* Dataset excerpts *
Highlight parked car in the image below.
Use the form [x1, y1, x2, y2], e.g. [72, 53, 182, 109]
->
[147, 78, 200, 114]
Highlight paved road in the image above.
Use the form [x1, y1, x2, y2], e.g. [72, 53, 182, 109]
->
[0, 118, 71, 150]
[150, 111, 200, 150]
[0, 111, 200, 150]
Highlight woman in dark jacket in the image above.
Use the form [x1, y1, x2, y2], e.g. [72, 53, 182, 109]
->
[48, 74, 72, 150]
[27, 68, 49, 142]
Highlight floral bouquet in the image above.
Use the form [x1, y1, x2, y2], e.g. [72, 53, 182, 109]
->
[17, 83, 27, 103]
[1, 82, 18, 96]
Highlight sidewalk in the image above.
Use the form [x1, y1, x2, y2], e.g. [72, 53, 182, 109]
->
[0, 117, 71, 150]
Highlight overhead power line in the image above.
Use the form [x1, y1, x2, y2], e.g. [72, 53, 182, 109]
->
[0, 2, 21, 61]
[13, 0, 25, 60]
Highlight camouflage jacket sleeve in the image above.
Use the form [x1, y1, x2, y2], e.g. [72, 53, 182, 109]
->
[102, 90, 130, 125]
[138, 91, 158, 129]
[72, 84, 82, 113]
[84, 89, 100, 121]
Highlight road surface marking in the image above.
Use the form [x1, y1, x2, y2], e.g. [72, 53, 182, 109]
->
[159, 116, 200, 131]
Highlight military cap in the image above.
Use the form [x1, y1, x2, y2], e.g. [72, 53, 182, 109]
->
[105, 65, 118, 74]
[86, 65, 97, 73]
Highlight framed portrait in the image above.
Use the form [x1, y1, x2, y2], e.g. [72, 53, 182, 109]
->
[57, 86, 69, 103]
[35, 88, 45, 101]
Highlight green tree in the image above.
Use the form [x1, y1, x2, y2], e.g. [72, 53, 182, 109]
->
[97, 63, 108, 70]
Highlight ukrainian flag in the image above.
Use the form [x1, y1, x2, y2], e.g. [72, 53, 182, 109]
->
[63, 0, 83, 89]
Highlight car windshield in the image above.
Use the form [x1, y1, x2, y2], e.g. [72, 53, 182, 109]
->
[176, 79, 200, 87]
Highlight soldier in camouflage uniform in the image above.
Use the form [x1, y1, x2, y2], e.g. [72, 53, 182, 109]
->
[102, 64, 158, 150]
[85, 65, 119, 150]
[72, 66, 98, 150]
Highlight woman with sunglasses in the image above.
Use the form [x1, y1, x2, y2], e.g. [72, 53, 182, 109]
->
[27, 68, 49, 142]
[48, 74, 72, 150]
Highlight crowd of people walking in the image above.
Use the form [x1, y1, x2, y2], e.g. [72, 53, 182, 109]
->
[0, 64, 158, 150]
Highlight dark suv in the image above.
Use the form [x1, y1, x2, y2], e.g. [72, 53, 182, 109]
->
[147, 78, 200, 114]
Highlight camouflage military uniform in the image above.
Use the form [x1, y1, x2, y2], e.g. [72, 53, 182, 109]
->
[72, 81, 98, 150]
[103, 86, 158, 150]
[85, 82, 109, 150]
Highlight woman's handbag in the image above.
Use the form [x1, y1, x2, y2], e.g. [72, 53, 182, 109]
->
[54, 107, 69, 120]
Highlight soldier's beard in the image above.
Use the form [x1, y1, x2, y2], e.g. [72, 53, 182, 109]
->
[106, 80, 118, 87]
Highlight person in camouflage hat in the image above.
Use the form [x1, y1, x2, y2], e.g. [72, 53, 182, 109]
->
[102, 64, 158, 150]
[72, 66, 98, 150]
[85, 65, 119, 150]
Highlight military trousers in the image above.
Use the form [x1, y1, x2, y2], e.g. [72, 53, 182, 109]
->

* Exercise objective *
Turn all the entries above into a numbered list with one line per item, and drop any blank lines.

* Reply *
1. Highlight parked car in the image below.
2. Use the form [x1, y1, x2, y2], e.g. [72, 53, 182, 109]
3. ->
4. [147, 78, 200, 114]
5. Highlight paved road in the image above.
6. Use the form [x1, y1, x2, y2], e.g. [72, 53, 182, 109]
7. ->
8. [0, 118, 71, 150]
9. [150, 111, 200, 150]
10. [0, 111, 200, 150]
11. Highlight woman in dark jacket in the image above.
12. Use the form [x1, y1, x2, y2], e.g. [72, 53, 182, 109]
13. ->
14. [48, 74, 72, 150]
15. [27, 68, 49, 142]
16. Highlight floral bouquet in the image above.
17. Use the form [x1, y1, x2, y2], e.g. [72, 53, 182, 109]
18. ->
19. [17, 83, 27, 103]
20. [1, 82, 18, 96]
21. Highlight sidewalk in the image above.
22. Use the form [x1, y1, x2, y2], e.g. [72, 53, 182, 109]
23. ->
24. [0, 117, 71, 150]
25. Highlight overhead power line in the image above.
26. Use the form [x1, y1, x2, y2], e.g. [72, 53, 182, 109]
27. ->
28. [0, 2, 21, 61]
29. [13, 0, 25, 60]
30. Highlight camouflage jacket sleeve in the image above.
31. Use the form [x1, y1, x2, y2], e.g. [72, 53, 182, 109]
32. ->
33. [102, 90, 130, 125]
34. [138, 91, 158, 129]
35. [72, 84, 82, 113]
36. [84, 89, 100, 121]
37. Highlight road surface marking in the image above.
38. Use the form [x1, y1, x2, y2], e.g. [72, 53, 182, 109]
39. ->
40. [159, 116, 200, 131]
41. Highlight military cap in the image above.
42. Use the form [x1, y1, x2, y2], e.g. [72, 53, 182, 109]
43. ->
44. [105, 65, 118, 74]
45. [86, 65, 97, 73]
46. Highlight framed portrait in the image above.
47. Use the form [x1, y1, x2, y2], e.g. [72, 53, 182, 109]
48. ->
49. [57, 86, 69, 103]
50. [35, 88, 45, 101]
51. Highlight green tree in the image above.
52. Use the form [x1, y1, x2, y2], e.g. [72, 53, 182, 109]
53. ->
54. [97, 63, 108, 70]
55. Highlight ukrainian flag in the image above.
56. Use the form [x1, y1, x2, y2], e.g. [72, 53, 182, 109]
57. ->
58. [63, 0, 83, 89]
59. Highlight car windshield in the image above.
60. Use the form [x1, y1, x2, y2], e.g. [72, 53, 182, 109]
61. ->
62. [176, 79, 200, 87]
63. Highlight soldier in camouflage uniform in the image above.
64. Use the form [x1, y1, x2, y2], e.g. [72, 53, 182, 109]
65. ->
66. [102, 64, 158, 150]
67. [85, 65, 119, 150]
68. [72, 66, 98, 150]
69. Highlight woman with sunglasses in the image above.
70. Use the form [x1, y1, x2, y2], e.g. [72, 53, 182, 109]
71. ->
72. [27, 68, 49, 142]
73. [48, 74, 72, 150]
74. Highlight crowd of people walking in the image above.
75. Use the form [x1, y1, x2, y2], e.g. [72, 53, 182, 109]
76. ->
77. [0, 64, 158, 150]
78. Highlight dark suv in the image above.
79. Use the form [x1, y1, x2, y2], e.g. [72, 53, 182, 109]
80. ->
81. [147, 78, 200, 114]
82. Highlight camouflage military uniform in the image above.
83. Use the form [x1, y1, x2, y2], e.g. [72, 53, 182, 109]
84. ->
85. [72, 81, 98, 150]
86. [103, 86, 158, 150]
87. [85, 82, 109, 150]
88. Highlight woman's handbag in the image above.
89. Use the form [x1, y1, x2, y2], e.g. [72, 53, 182, 109]
90. ->
91. [54, 107, 69, 120]
92. Highlight soldier's beard in the image above.
93. Use the form [x1, y1, x2, y2], e.g. [72, 53, 182, 109]
94. ->
95. [106, 80, 118, 87]
96. Highlight person in camouflage hat in the image above.
97. Use the form [x1, y1, x2, y2], e.g. [72, 53, 182, 109]
98. ->
99. [102, 64, 158, 150]
100. [72, 66, 98, 150]
101. [85, 65, 119, 150]
102. Highlight military trousers in the image above.
103. Use the form [x1, y1, x2, y2], e.g. [72, 53, 182, 109]
104. ->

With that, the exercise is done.